27 Mart 2016 04:14

İki Dilan'ın hikayesi

Paylaş

Ercüment AKDENİZ

Biri arkeolog adayıydı diğeri restoratör. Taşın ve tarihin etrafında dönen pervanelerin hikayesi yani. İkisi de devrimci her ikisi de Emek Genci idi. Daha önce hiç tanışma şansları olmamıştı. Ankara’da, o kanlı 10 Ekim Katliamı’nda yan yana düştüler. Gözlerini açtığında biri, nefes aldığını fark etti; diğeri ise yüreklere gömüldü…

KUMPAS

Adana’da Dilan Sarıkaya’nın evindeyiz. Bahçe’de, kapıda, salonda ve nihayet Dilan’ın odasında; her yan esmer kızın fotoğraflarıyla dolu. Dilan’ın kardeşi Cengiz, parklardaki ağaçlara asılacak kuş evlerini boyuyor. Seyhan Belediyesinin yaptırdığı “Dilan Sarıkaya Kuş Evleri” bunlar.  

Anne Nesligül Hanım Çukobirlik Fabrikası’ndan bir işçi emeklisi. Bize kızını, kızının üniversitesini ve hayallerini anlatıyor;  
Dilan katledildiğinde Çukurova Üniversitesi Arkeoloji Bölümü 3. sınıf öğrencisiymiş. İlk kadın arkeologlardan Halet Çambel gibi kazılara ömür vermek istiyormuş. Öyle ya Halet Çambel’in Kozan ve Adana çevresinde yaptığı kazılar arkeoloji bölümünü epey sallamış olmalı.

O sıra Nesligül Hanım’dan rica ediyorum; Dilan’ın ders notlarını ve derste kullandığı aletleri getiriyor. Ders notları arasında Halet Çambel’den yaptığı alıntılar hemen dikkatimi çekiyor. Genç arkeologun kullandığı aletler içinde ise en çok “kumpas” gözüme çarpıyor.

Kumpas, nesnelerin boyunu, genişliğini ve derinliğini ölçmeye yarıyor. Daha çok CNC, torna ve pres makinelerinden çıkan parçaları ölçmek için kullanılıyor. Dilan’ın bıraktığı bu sembolik mirastan anlıyoruz ki; kumpas, kazılardan çıkan tarihi parçacıkların hassas ölçümleri için de vazgeçilmez bir alet.

▶ _Veri Listesi_:
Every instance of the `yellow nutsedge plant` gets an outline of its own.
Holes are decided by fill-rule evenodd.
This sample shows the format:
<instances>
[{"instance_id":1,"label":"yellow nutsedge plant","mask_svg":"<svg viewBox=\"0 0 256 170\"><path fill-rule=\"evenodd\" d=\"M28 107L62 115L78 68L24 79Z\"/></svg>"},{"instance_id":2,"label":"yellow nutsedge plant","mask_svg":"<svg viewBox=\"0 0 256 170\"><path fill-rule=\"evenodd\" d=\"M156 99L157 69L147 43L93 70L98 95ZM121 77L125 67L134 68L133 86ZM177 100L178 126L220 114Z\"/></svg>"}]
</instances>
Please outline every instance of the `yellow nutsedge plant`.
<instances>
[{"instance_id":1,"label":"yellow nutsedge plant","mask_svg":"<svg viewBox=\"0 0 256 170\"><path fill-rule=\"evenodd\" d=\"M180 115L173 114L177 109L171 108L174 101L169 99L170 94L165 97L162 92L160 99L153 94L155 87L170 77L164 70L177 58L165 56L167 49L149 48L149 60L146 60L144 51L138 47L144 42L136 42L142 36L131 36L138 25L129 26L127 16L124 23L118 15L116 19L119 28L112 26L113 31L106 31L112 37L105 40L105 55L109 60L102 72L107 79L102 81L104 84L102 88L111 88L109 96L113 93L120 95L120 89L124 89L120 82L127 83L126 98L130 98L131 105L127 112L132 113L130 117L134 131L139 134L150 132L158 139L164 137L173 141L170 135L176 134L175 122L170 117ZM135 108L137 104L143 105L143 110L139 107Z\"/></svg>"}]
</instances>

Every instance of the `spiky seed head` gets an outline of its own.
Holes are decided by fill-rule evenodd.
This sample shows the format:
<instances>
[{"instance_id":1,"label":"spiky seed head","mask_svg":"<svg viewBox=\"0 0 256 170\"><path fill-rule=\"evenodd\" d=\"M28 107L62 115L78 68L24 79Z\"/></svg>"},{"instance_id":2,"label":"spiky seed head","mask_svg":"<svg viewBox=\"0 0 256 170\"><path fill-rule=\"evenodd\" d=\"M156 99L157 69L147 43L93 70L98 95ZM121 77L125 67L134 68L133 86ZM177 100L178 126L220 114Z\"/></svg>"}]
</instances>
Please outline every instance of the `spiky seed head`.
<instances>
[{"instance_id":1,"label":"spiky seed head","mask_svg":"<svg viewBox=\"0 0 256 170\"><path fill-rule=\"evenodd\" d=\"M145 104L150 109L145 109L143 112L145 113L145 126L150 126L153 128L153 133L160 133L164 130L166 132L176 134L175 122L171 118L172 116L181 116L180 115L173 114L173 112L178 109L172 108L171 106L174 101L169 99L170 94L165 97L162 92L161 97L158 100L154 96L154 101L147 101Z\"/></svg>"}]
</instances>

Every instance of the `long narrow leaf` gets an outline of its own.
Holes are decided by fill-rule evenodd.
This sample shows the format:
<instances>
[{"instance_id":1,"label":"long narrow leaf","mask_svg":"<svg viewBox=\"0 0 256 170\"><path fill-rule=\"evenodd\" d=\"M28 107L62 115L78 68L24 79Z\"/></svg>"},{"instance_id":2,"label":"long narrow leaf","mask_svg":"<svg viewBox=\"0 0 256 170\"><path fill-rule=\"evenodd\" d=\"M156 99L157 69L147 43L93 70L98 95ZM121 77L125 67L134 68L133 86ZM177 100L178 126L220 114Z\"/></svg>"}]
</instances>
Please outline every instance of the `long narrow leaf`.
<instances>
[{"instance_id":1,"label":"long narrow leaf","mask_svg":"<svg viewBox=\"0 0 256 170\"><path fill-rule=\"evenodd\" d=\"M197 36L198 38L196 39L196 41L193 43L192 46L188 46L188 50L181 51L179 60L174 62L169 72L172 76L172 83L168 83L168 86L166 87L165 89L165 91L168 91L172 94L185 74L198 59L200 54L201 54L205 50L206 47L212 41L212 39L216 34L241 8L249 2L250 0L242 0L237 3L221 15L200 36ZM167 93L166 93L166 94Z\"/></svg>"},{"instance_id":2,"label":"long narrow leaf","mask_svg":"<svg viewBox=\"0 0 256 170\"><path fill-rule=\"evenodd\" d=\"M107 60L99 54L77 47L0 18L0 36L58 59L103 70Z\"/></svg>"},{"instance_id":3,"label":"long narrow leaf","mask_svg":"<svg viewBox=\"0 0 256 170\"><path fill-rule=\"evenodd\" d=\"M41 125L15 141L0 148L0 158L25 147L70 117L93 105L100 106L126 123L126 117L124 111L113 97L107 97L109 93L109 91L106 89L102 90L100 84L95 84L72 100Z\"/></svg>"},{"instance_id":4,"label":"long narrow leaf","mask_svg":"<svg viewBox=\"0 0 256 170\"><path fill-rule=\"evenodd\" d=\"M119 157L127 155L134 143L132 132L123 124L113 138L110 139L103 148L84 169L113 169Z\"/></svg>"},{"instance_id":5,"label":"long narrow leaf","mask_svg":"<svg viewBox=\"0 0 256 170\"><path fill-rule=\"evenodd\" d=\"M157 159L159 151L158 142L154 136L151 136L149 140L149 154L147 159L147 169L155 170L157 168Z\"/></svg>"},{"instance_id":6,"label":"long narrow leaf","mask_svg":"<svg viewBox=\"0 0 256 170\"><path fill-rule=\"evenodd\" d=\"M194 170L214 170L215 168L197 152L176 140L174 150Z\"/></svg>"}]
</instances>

▶ _Yapılacaklar_:
- a) İki Dilan yazısında "O sıra Nesligül" ifadesinden "vazgeçilmez bir alet." ifadesine kadar ne varsa hiç değiştirmeden geri ver.
- b) İki Dilan yazısını kaldığı yerden sürdür.
Liste, İki Dilan yazısından ayrı, kendi başına bir malzemedir.

▶ _Alıştırma Cevapları_:
- a)
O sıra Nesligül Hanım’dan rica ediyorum; Dilan’ın ders notlarını ve derste kullandığı aletleri getiriyor. Ders notları arasında Halet Çambel’den yaptığı alıntılar hemen dikkatimi çekiyor. Genç arkeologun kullandığı aletler içinde ise en çok “kumpas” gözüme çarpıyor.

Kumpas, nesnelerin boyunu, genişliğini ve derinliğini ölçmeye yarıyor. Daha çok CNC, torna ve pres makinelerinden çıkan parçaları ölçmek için kullanılıyor. Dilan’ın bıraktığı bu sembolik mirastan anlıyoruz ki; kumpas, kazılardan çıkan tarihi parçacıkların hassas ölçümleri için de vazgeçilmez bir alet.

- b)
“Kızım ne emekler verdi, ne dirsekler çürüttü yavrum…”
Nesligül Hanım’ın bir iç çekişle döküverdiği bu kelimeler Dilan’ın arkeoloji öğreniminde kat ettiği basamakları anlatıyor. Milimetrik kâğıda birebir çizdiği resimler; çizim yeteneğinden dolayı okula yakın bir eve taşınması ve sabahlamalar, sabahlamalar…

Her arkeolog adayı gibi Dilan da bir an önce kelebek olup uçmak, kazı çalışmalarına katılıp kanat çırpmak istiyormuş. Ama kazı çağrısı bir türlü gelmek bilmemiş! “Dilan o dönemde depresyona girdi” diyor anne Nesligül ve işin vehametini şu sözlerle anlatıyor:

“Kızımın duruşu belliydi. Ama kazı ekibinden biri, Dilan’ı hocasına terörist olarak anlatmış. Kızım bu yüzden kazıya çıkarılmadığını söylerdi. Hocasıyla görüşmesinde kızım EMEP’li olduğunu açık açık söylemiş; hakkındaki terörist lafını da kesinlikle kabul etmemiş. Yurtsever Kürt arkadaşları olduğunu da söylemiş, inkâr etmemiş…”

Nesligül Hanım, kızının sırf düşüncesi ve politik kimliği nedeniyle arkeolojik saha çalışmalarından uzak tutulduğunu belirtiyor. Bu konuda adı geçen akademisyenleri de asla affetmeyeceğini söylüyor.
“…Kumpas, kullanımı tek başına çözemeyeceğiniz bir şeydir. Biri yanınızda olsa bile ustası değilse zor anlarsınız” Genç arkeologların kullandığı alet, sözlüklerde işte böyle tanımlanıyor ve herkesin az çok bildiği üzere; birine “kumpas kurmak” da ince hesap benzetmesinden ileri geliyor.  

Bir akademisyen öğrencisine kumpas kurar mı? Öğrencisinin politik görüşlerinden dolayı ince hesaplar içine girerek onu kazı çalışmalarından alıkoyar mı? Doğrusu insanın buna inanası gelmiyor. Ve burada elbette söz bizden ziyade Dilan’ın hocalarına düşüyor. Hesapsız, açık ve anne Nesligül Hanım’ı yüreğinden yakalama gücüne sahip bir söz… Ve o açıklıkta bir söz gelmedikçe; akademi, kah heykel kıran, kah kalabalıklar arasında kendini patlatan karanlık zihniyetten kendini ayırma gücüne sahip olamayacak.

Peki bir devlet “bir kısım” yuttaşına kumpas kurar mı? 10 Ekim’de Dilan Sarıkaya ile birlikte 100 insanımızı aramızdan alan o vahşi katliam, tüm yönleriyle aydınlanıncaya dek sanırım bu soru baki kalacak...

BİSTÜRİ

“Ankara’da, Sultanahmet’te öldüremediler ama emeğimizle, onurumuzla çalışıp yaşamamıza da izin vermiyorlar...”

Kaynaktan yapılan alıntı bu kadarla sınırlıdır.